| YOUR INSTRUCTIONS |
Please arrange the material below as a two-column CSV with the headers "label" and "coordinates", one row for each "Target =" line. Put the text from that line up to the first coordinate pair in "label" and the coordinate pairs that follow in "coordinates", each in one quoted field with line breaks turned into spaces.
::: THE RECORDS
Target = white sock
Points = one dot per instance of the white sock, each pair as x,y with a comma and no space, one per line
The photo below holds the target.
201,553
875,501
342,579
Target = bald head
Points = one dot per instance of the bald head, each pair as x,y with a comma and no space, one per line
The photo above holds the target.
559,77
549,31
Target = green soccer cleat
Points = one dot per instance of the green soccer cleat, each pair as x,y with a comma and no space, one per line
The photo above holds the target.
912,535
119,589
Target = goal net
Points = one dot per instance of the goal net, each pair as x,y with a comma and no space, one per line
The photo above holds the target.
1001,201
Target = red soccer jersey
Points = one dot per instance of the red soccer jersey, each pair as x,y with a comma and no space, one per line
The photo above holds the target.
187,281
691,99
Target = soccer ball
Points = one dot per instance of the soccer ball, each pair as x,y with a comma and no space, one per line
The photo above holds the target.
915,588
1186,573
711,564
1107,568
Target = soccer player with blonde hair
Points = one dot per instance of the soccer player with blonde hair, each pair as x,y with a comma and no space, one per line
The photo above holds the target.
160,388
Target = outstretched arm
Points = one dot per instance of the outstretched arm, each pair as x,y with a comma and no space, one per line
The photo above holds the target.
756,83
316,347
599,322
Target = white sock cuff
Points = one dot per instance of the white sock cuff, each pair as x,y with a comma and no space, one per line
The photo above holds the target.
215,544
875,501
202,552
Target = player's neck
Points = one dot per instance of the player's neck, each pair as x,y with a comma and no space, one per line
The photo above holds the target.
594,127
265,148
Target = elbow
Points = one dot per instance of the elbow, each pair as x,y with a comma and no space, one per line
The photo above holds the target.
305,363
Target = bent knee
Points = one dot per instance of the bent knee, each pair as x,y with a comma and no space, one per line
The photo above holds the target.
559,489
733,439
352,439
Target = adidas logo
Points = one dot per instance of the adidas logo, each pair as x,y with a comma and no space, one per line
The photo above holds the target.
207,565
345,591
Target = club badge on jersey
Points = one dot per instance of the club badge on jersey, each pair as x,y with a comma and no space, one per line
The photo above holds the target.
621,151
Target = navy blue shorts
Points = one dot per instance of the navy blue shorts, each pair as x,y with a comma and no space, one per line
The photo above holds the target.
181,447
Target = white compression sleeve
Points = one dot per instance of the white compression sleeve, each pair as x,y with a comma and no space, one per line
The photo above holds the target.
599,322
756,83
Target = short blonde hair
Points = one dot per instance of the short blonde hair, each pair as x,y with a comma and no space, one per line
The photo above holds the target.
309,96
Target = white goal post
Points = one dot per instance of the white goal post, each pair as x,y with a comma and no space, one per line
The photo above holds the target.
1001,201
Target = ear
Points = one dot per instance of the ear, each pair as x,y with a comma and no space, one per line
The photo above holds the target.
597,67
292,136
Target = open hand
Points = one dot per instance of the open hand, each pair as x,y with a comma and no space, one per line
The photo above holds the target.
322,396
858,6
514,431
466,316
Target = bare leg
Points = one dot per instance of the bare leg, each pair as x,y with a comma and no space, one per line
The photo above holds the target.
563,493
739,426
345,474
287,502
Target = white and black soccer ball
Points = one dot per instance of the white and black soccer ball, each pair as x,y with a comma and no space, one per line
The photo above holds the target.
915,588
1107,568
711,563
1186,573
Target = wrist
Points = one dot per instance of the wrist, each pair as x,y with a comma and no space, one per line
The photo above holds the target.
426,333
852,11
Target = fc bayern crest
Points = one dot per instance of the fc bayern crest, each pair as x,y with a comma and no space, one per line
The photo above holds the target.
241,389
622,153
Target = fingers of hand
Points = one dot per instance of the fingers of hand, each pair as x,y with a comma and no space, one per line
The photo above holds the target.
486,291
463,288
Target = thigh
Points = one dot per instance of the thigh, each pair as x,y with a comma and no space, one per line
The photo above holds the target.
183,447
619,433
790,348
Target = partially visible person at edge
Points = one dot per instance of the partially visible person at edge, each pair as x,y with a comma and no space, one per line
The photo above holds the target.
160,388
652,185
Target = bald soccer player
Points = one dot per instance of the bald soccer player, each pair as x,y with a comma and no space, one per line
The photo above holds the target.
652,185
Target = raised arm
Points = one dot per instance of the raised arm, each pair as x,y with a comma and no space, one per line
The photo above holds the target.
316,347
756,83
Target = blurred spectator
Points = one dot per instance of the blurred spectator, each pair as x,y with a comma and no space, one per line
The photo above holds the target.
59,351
::::::
| TASK SOLUTION |
label,coordinates
"Target = white sock Points = one dot per instance of the white sock, each pair as x,y with a comma and no space, one per line The photo below holds the target.","201,553 875,501 342,579"
"Target = bald head Points = one dot per instance of the bald head, each pair as x,y with a comma and no space, one per line The photo above holds the target.","559,77 549,31"
"Target = green soccer cleat Points = one dot per instance of the green soccer cleat, each pair as x,y with a comma and no space, one per line The photo above holds the target.","912,535 119,589"
"Target = goal net Points = one dot per instance of the goal net, each pair as x,y with a comma and no space, one per line The photo above holds the target.","1001,201"
"Target = red soccer jersey Points = one dot per instance of the red soccer jersey, each pair as x,y with a comma and no space, one per line The photo above holds the target.","187,281 691,99"
"Target = soccer ball Points = one dot per instance of the soccer ball, each pair as x,y with a comma and no space, one per line The photo above holds the target.","915,588 1186,573 711,564 1107,568"
"Target = soccer player with blonde hair Points = one dot per instance of the soccer player with blonde hair, each pair as x,y with a comma and no space, one per line The photo above holds the target.","160,388"
"Target = outstretched arm Points = one dot per instance of the outstretched arm, each pair as x,y with a comma and no space, one per line The photo above holds the target.","756,83 316,347 599,322"
"Target = white sock cuff Points = one dot per instance of the white sock cuff, each pair as x,y with a comma and no space, one per line The photo above holds the target.","215,544 875,501 202,552"
"Target = player's neck Points = one dot per instance of the player's neck, each pair as x,y with a comma and no space, one per line The photo above holds the target.","594,127 265,148"
"Target = elbow Points = one dot per instance of the elbow, each pair as x,y with a comma and no space, one per line The photo above holds the target.","305,363"
"Target = bent knee Points = one dot per instance of the bent knee, each pair as x,y with a comma and no space, one per line The photo above holds the target.","559,489 733,439 352,439"
"Target = adidas logo Points = one dot per instance of the adidas logo, each pair as x,y with a comma and no space, one per line The photo above holds the target.","207,565 345,591"
"Target = club badge on jersey Points = one dot per instance of the club badge on jersey, each pair as x,y with a comma and no space, one per line The photo above holds the target.","621,151"
"Target = navy blue shorts Points = one dot per instance of the navy blue shorts, each pair as x,y with a comma and no space, one per line The photo above holds the target.","181,447"
"Target = white compression sleeve Points = one dot per instance of the white compression sleeve, each pair as x,y with a comma and no space, one per line The photo above holds the target.","599,322 756,83"
"Target = short blonde hair Points = one dot per instance of the short blonde hair, each pair as x,y with a comma and no space, one per line The photo above holds the target.","309,96"
"Target = white goal post Points = one dot per instance of the white goal post, each pair as x,y with a comma and no space, one per line The photo above holds the target.","1001,201"
"Target = ear Points = one dot per instance of the ear, each pair as x,y with a comma and no space, one per line The photo above holds the target.","597,67 292,136"
"Target = open hand Points = one dot per instance of the open hand, each pair as x,y with a comma and no space, one per line The photo above holds the target.","322,396 858,6 514,431 466,316"
"Target = bare leg Points = one dot per instance of the bare leg, each pair as x,y with a comma and no space, one per line The photo above holds the target.","563,493 739,426 345,474 287,502"
"Target = white and black soccer ball Points = one dot per instance of the white and black soccer ball, each pair as x,y with a comma and no space, one per line The photo above holds the target.","915,588 1107,568 711,563 1186,573"
"Target = wrist Points = one dot per instance of the wrist, each pair as x,y with a comma and no space, one per line The photo above holds the target.","426,333 852,11"
"Target = fc bayern crest Points = one dot per instance of the fc bayern crest, each pair as x,y with a comma and no space, one per line The photo above holds the target.","241,389 622,153"
"Target = fingers of hand Points = one dot per instance of the fingers of hand, each pair as x,y with a comma and no space, one per line The photo above holds the target.","486,291 463,288"
"Target = thigh Points = one dot per instance of the thigh, each pair as x,y with a comma and no space, one per line The photo above holds the target.","183,447 619,433 790,348"
"Target = partially visible person at edge Points = one dot per instance of the partially visible person at edge, each pair as x,y with a comma and no space, one per line The photo above holds the target.","160,388 652,185"
"Target = bald soccer player Points = one dot per instance of the bald soccer player, each pair as x,y with a comma and no space, one per line The photo above holds the target.","652,185"
"Target = raised arm Points = one dot per instance of the raised arm, each pair as x,y with a comma and no space, one per line The photo above holds the target.","316,347 756,83"
"Target = blurred spectator Points = one dot per instance of the blurred spectator, each pair as x,y with a comma and no space, one per line The photo above holds the target.","59,351"